┌─ Brano

Ci sono però alcune differenze sostanziali rispetto al calcio posizionale del nostro continente, messe in luce peraltro dallo stesso Diniz, il quale si proclama ammiratore del Manchester City, ma dice anche di giocare un calcio diverso. Il concetto chiave è quello di posizione: il Fluminese mette in pratica una sorta di cruijffismo/guardiolismo disarticolato e ancora più anarchico e votato alla sola osservanza dei principi.

Il calcio di Cruijff e Guardiola, come abbiamo osservato più volte, è molto libero nell’interpretazione, è un calcio che evoca un’orchestra jazz, ma prevede nel suo costante movimento delle rotazioni specifiche. Quando Alves saliva nella metacampo avversaria, c’erano alcuni accorgimenti che dovevano compensare le sue volate (la difesa di fatto si schierava a tre, accentrando Abidal); quando Zinchenko o Stones diventano mediani/registi aggiunti, la difesa si riposiziona. Chiaramente non tutto viene programmato e anzi è stato proprio Busquets a dire che nel loro calcio un 40% viene studiato a tavolino e un 60% è frutto del talento dei singoli, delle varie situazioni della partita e dell’improvvisazione del momento, ma ciò che le squadre posizonali, a partire dai grandi Ajax e Olanda, cercano di non perdere mai è il controllo dello spazio. La gestione dello spazio, la tendenza ad allargarlo e a occuparlo in maniera scientifica rappresentano la parte più rigorosa dei quel tipo di calcio, che per il resto è invece molto libero sul piano interpretativo. E d’altra parte, in Europa, funziona così: anche le squadre che si preoccupano più di contenere gli avversari, come la Juventus o la Roma, e in parte anche l’Inter, studiano la gestione dello spazio, ma in chiave restrittiva. La cosa fondamentale che provano a fare (e ci riescono a volte in maniera superlativa: penso alla Roma di Leverkusen o all’Inter del Camp Nou) è chiudere gli spazi, stringerli, trasformare i corridoi in vicoli ciechi, anche aggredendo gli avversari sulle seconde palle etc..

└─
┌─ Estratti del materiale

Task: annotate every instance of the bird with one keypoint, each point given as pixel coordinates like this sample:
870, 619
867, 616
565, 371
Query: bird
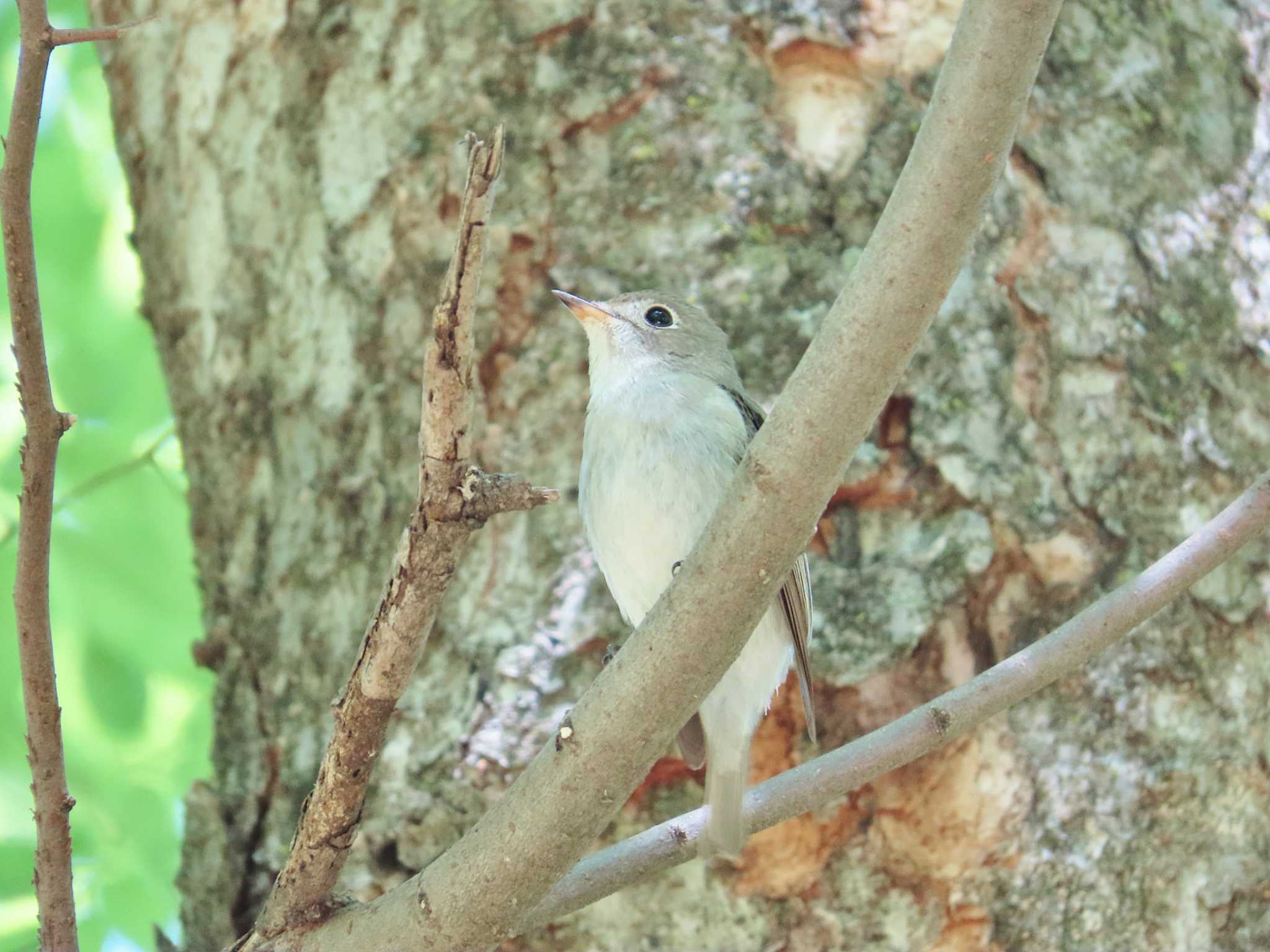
667, 425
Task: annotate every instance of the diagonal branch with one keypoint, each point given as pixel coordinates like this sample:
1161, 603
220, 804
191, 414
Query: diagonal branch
931, 725
455, 499
477, 892
45, 428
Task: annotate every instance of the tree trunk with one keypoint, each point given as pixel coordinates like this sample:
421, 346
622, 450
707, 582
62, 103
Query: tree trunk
1095, 387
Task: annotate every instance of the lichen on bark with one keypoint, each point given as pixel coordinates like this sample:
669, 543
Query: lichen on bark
1095, 385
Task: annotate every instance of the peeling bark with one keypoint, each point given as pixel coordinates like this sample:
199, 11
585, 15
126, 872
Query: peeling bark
1095, 389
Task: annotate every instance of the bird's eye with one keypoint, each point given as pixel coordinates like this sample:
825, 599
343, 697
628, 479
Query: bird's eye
658, 316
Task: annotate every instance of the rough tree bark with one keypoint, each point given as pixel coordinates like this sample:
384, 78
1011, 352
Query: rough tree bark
1095, 387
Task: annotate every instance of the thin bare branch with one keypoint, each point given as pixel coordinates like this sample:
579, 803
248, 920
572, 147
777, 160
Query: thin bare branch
477, 892
89, 35
455, 499
45, 428
933, 725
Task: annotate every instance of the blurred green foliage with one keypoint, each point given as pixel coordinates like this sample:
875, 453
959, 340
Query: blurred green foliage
125, 606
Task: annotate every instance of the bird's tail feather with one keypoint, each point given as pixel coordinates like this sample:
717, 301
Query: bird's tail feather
727, 769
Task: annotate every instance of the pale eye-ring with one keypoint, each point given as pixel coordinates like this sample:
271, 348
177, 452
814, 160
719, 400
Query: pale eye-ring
658, 316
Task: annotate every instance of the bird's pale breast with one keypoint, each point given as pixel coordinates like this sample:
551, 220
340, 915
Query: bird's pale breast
653, 472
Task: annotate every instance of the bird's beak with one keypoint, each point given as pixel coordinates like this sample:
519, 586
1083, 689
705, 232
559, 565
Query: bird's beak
582, 309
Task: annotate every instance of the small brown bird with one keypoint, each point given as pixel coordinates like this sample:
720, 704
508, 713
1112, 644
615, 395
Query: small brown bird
667, 425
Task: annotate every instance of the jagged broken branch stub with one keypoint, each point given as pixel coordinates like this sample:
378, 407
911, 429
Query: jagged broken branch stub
455, 499
477, 894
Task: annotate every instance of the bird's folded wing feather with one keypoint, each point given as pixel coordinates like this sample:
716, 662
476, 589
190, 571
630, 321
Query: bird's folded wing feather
796, 594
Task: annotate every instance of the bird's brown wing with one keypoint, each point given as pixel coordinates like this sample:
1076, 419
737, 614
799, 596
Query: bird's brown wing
796, 598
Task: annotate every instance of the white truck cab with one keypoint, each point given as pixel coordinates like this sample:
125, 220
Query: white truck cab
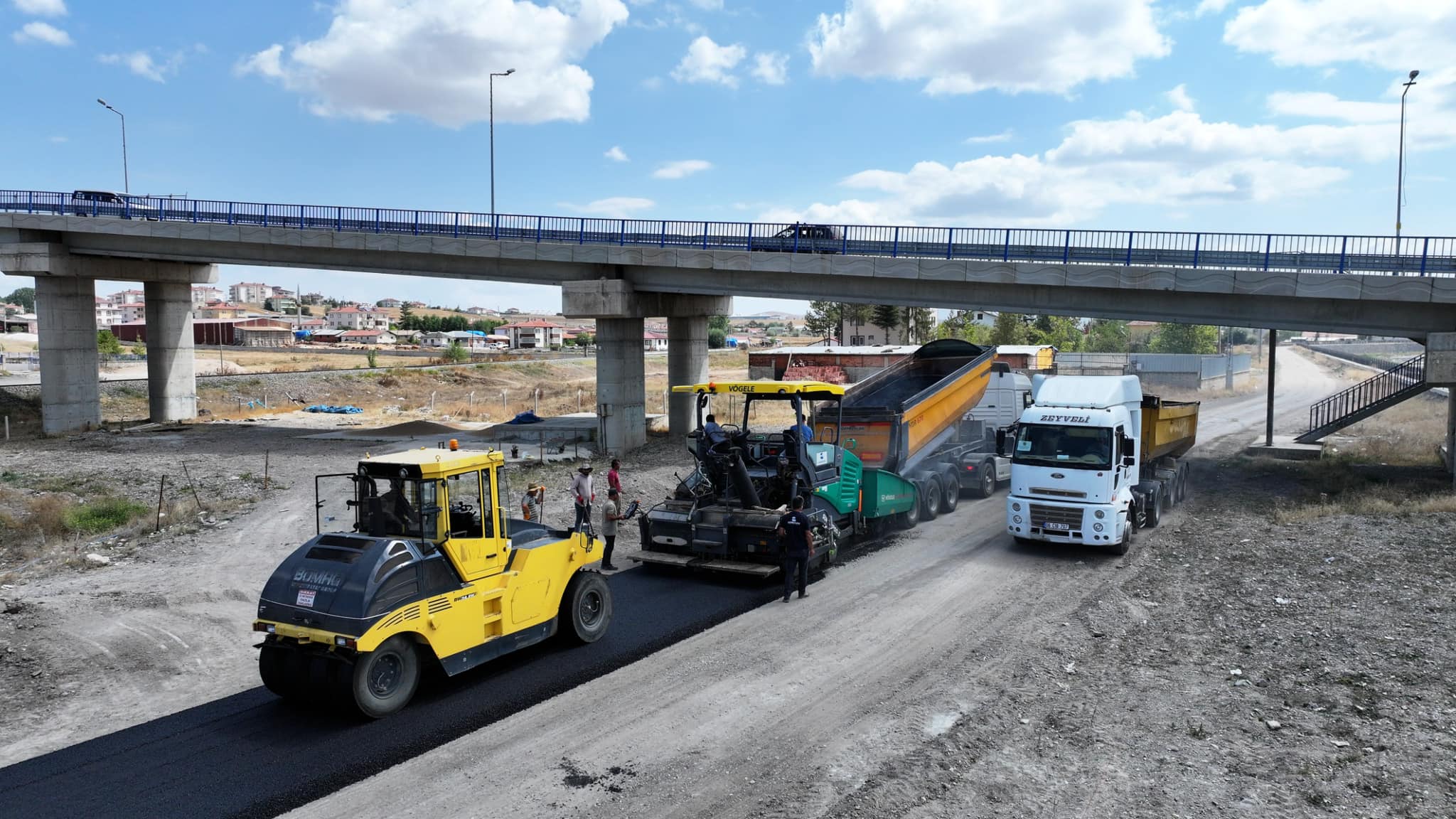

└─

> **Esercizi proposti**:
1/ Risponda alle seguenti domande sul brano relativo al calcio posizionale.
(a) Di quale squadra si proclama ammiratore Diniz?
(b) Secondo Busquets, quale percentuale del loro calcio viene studiata a tavolino?
(c) Quali squadre europee vengono citate come attente soprattutto a contenere gli avversari?
2/ Trascriva dal brano sul calcio posizionale il passo che inizia con le parole "Ci sono però" e termina con "osservanza dei principi.", incluse.
3/ In base al brano sul calcio posizionale, perché la difesa si schierava a tre, accentrando Abidal, quando Alves saliva nella metà campo avversaria?

> **Risposte attese**:
1/
(a) Del Manchester City.
(b) Il 40%.
(c) La Juventus e la Roma, e in parte anche l'Inter.

2/
Ci sono però alcune differenze sostanziali rispetto al calcio posizionale del nostro continente, messe in luce peraltro dallo stesso Diniz, il quale si proclama ammiratore del Manchester City, ma dice anche di giocare un calcio diverso. Il concetto chiave è quello di posizione: il Fluminese mette in pratica una sorta di cruijffismo/guardiolismo disarticolato e ancora più anarchico e votato alla sola osservanza dei principi.

3/ Quella disposizione serviva a compensare le volate di Alves. Quando Alves si spingeva nella metà campo avversaria, la difesa si schierava di fatto a tre, accentrando Abidal.